* Start Records provided *
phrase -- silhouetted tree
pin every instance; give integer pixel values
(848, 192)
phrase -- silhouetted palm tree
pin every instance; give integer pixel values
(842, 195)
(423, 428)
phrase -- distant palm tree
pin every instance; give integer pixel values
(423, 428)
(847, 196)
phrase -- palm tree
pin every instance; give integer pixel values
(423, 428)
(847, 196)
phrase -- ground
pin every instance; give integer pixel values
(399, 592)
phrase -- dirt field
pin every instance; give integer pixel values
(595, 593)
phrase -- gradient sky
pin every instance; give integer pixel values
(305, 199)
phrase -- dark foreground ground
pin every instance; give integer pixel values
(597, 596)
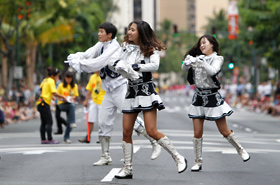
* End Records provided *
## Short problem
Update the listing above by changing every "pin" to "mark" and keeping everything else as it is. Leave the pictures out of your answer.

## Answer
phrase -- silhouetted tree
mark every instance; give integer pixel values
(848, 192)
phrase -- silhouetted palm tree
mark every instance; give integer pixel values
(842, 195)
(423, 428)
phrase -- distant palm tree
mark every instance; give integer pixel values
(423, 428)
(847, 196)
phrase -- palm tree
mark every instance; give integer pixel values
(423, 428)
(847, 196)
phrase -- ground
mark every instance; give integer pixel values
(399, 592)
phrase -- dirt field
mark every instance; give integer pixel values
(595, 593)
phrase -- gradient sky
mark every instance; give integer pixel values
(305, 199)
phrase -- dark foreground ground
mark every instance; give integer pixel values
(597, 596)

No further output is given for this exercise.